*** TEXT SHOWN Section Begins ***

My worry with the first part of the amendment, on remote consultation, is that you do not know who is on the other side of camera or who is standing in the room with the woman. You do not know whether the man is using fertility and sex as a form of abuse and is standing there threatening the woman to proceed in one way or another. We know that men refusing to use condoms is a common form of coercive control of women.
The abortifacient tablets, to which my noble friend Baroness Watkins referred, are a separate step. It is inhumane to expect women to take those and then travel on a bus or even go in a taxi. Knowing what has happened before, I cannot help feeling that there is another step. Yes, let the women have their tablets and take them in the privacy of their own home. It is not pleasant to undergo an abortion—nobody should think that it is—but those women also need support and contraceptive advice as part of the package. I am concerned that I do not see that in this amendment and I have been concerned that during the pandemic the ability of women to access contraception may have become more difficult.

*** TEXT SHOWN Section Ends ***

_WORK REQUEST 1_
According to the speech, what is a common form of coercive control of women?
_WORK REQUEST 2_
Reproduce the speech from "My worry with" up to and including "control of women.", putting "pregnancy" in place of "fertility".

*** DATA SEGMENT Section Begins ***

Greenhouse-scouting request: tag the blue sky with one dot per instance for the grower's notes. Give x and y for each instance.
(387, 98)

*** DATA SEGMENT Section Ends ***

_EXERCISE RESPONSE 1_
Men refusing to use condoms.

_EXERCISE RESPONSE 2_
My worry with the first part of the amendment, on remote consultation, is that you do not know who is on the other side of camera or who is standing in the room with the woman. You do not know whether the man is using pregnancy and sex as a form of abuse and is standing there threatening the woman to proceed in one way or another. We know that men refusing to use condoms is a common form of coercive control of women.